◆ **Enunciado**:
Transcreva o trecho do texto sobre Geraldo Pereira que vai de "Trabalhou como soprador" até "fazer a vida.".

◆ **Texto de apoio**:
■ ■ ■ ■

GERALDO PEREIRA,
SAMBISTA COM UM PÉ NO FUTURO
Ele foi um dos
precursores da Bossa Nova,
evidência reconhecida até por
João Gilberto, o “papa” desse movimento, ao lado de Tom Jobim e Vinicius de
Moraes e primeiro artista a regravar seus sambas “Falsa Baiana” e “Bolinha de
Papel”, no início da década de 60.
Com isso, resgatou do nosso mar de esquecimento, como um
escafandrista de plantão, esse compositor fundamental, até ali deixado à margem pelas rádios e gravadoras
como um barco à deriva, embora abarrotado de sublimes tesouros musicais.
Só a partir de então
suas canções passaram a ser revisitadas e
gravadas pelos maiores astros da
nossa música popular, dentre eles Elis
Regina, Chico Buarque, João Bosco, Gal Costa, Noite Ilustrada, Paulinho da
Viola, João Nogueira, Jair Rodrigues,
Zizi Possi e tantos outros.
Geraldo Theodoro
Pereira nasceu em Juiz de Fora (MG), em 23 de abril de 1918. Ignora-se quem seria seu pai. Sua mãe,
filha de antigos escravos libertos, o abandonou nos primeiros anos de
vida. Foi deixado na casa de parentes
para, mais tarde, só com o curso
primário, seguir para o Rio de Janeiro, ao lado do seu irmão mais velho, Mané
Araújo, que lá seguiria para tentar a sorte.
Antigos moradores da Mangueira como os sambistas Cartola e Carlos
Cachaça lembravam de que o menino Geraldo Pereira, com cerca de 11 a 12
anos, lá teria chegado com o irmão,
entre os anos de 1929 a 1931.
Ali, mais tarde,
seria assíduo frequentador da casa de um
tal Alfredo Português, onde “batia ponto
regularmente”, ao lado dos sambistas
acima, além de Nelson Cavaquinho e Nelson Sargento. Sabe-se que Cartola foi seu mestre de violão,
assim como Aluísio Dias.
Casou-se em 1938 com
Eulíria Salustiana, a Nininha, tendo um filho com ela. No entanto, diziam que
seu grande amor foi a mulata Isabel Mendes da Silva, que trabalhava como
pastora[1]
em programas de rádio. Viveu com ela até
morrer, em 1955, e dedicou-lhe belas
canções, como “Escurinha”.
Trabalhou como soprador
de vidro em uma fábrica, e foi operário de uma cerâmica, onde sofreu grave acidente, esmagando a mão. Com a modesta grana recebida de indenização,
comprou um violão e começou a fazer a vida.
Já ligado no samba, trabalharia durante o dia como motorista de caminhão
coletor de lixo da Prefeitura, e à noite,
apresentava-se em rádios e
boates, numa época em que compositor ainda não cantava profissionalmente.

■ ■ ■ ■

◆ **Material fornecido**:
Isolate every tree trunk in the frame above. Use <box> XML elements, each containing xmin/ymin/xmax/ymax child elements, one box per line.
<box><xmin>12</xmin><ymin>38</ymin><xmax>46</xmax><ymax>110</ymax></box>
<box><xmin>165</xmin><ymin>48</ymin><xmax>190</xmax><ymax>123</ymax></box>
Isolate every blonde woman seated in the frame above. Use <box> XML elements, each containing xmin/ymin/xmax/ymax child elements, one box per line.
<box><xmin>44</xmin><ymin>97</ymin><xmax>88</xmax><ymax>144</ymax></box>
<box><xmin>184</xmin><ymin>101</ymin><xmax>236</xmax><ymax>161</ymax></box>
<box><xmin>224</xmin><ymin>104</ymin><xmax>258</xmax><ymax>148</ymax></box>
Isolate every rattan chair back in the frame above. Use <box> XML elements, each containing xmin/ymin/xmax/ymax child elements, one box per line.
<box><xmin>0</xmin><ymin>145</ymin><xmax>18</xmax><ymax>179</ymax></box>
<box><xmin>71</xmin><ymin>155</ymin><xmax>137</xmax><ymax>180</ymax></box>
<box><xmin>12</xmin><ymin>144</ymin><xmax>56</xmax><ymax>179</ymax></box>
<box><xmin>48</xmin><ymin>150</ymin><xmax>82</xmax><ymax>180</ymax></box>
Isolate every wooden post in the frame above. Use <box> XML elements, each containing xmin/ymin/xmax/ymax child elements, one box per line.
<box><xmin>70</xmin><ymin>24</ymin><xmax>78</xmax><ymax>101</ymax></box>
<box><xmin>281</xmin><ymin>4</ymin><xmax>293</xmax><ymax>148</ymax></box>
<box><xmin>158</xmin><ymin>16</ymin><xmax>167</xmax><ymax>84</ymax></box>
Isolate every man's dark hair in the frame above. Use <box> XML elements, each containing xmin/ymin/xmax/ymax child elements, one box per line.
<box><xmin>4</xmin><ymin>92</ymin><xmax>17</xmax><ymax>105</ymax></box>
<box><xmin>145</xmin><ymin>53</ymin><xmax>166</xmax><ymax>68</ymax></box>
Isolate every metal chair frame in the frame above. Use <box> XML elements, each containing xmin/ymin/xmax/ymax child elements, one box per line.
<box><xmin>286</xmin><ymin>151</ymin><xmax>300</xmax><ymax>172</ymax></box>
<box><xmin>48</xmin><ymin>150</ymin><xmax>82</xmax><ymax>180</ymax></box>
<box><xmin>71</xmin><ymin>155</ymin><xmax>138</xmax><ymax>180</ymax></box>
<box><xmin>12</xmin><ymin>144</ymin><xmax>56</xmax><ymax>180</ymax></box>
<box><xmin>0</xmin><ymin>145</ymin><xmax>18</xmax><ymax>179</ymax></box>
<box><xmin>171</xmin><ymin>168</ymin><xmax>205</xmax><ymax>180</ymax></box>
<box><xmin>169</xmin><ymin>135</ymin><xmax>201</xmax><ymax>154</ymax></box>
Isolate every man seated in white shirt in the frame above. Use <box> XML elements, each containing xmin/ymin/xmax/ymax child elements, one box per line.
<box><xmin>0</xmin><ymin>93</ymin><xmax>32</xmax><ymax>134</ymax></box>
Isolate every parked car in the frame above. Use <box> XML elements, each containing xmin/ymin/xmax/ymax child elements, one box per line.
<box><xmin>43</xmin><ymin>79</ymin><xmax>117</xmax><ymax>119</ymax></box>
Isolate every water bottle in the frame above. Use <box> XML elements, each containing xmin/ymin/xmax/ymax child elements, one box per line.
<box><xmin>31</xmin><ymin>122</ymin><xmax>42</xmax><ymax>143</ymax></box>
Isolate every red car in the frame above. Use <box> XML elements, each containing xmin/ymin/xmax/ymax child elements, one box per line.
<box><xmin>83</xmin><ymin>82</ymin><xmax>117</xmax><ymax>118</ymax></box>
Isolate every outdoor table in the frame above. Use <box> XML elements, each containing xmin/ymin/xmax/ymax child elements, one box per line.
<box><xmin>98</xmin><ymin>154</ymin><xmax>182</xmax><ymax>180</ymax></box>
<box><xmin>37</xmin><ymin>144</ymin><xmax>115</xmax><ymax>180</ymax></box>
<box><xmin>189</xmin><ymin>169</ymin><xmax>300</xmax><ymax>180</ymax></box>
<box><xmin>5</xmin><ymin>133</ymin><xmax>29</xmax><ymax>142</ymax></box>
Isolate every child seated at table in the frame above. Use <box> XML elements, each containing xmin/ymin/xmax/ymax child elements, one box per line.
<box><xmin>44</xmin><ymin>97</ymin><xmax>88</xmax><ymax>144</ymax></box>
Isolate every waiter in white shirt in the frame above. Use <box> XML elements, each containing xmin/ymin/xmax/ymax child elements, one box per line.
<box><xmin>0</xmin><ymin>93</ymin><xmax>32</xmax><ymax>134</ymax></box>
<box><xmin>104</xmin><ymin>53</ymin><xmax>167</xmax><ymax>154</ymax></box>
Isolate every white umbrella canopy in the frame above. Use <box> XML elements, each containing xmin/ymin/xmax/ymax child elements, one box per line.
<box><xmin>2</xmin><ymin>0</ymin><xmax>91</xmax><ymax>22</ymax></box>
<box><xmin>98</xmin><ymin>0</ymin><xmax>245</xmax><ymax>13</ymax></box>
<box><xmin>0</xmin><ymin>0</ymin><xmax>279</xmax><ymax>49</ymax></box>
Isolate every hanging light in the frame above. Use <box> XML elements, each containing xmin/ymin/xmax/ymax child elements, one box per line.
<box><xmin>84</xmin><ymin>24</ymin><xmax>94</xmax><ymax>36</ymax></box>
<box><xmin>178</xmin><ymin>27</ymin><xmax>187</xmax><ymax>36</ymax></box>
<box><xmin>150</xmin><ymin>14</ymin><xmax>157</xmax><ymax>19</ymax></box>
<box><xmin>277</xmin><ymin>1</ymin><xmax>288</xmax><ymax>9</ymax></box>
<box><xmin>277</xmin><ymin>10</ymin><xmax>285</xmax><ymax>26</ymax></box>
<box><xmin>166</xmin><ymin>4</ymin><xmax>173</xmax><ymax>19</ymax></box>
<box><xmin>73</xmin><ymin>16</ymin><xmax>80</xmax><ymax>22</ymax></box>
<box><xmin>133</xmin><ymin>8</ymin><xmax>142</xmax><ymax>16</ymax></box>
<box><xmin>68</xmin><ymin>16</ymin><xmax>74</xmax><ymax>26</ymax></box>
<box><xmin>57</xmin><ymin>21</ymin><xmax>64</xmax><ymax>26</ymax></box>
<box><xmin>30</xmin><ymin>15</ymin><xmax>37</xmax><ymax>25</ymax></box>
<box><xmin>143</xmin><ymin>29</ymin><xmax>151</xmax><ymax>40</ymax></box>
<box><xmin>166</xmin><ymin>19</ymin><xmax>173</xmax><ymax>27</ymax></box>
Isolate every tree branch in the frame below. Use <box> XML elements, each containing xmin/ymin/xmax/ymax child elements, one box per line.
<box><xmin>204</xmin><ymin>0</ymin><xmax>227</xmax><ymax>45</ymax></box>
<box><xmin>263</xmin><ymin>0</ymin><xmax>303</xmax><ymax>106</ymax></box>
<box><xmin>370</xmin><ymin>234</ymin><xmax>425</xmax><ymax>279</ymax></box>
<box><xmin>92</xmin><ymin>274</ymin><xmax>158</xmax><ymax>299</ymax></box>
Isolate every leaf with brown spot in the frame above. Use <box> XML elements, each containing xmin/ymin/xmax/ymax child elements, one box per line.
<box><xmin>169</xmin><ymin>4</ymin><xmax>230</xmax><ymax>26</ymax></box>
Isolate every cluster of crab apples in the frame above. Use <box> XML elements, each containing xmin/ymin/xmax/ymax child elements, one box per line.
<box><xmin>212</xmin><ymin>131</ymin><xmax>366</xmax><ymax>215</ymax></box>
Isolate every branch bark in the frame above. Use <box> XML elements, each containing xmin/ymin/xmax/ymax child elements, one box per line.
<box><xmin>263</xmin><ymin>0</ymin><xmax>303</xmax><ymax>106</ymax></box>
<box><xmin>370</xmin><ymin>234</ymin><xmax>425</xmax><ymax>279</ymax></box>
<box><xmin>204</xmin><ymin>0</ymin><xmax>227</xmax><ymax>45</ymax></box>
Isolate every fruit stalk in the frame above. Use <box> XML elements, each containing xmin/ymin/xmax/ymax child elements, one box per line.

■ ■ ■ ■

◆ **Resposta**:
Trabalhou como soprador
de vidro em uma fábrica, e foi operário de uma cerâmica, onde sofreu grave acidente, esmagando a mão. Com a modesta grana recebida de indenização,
comprou um violão e começou a fazer a vida.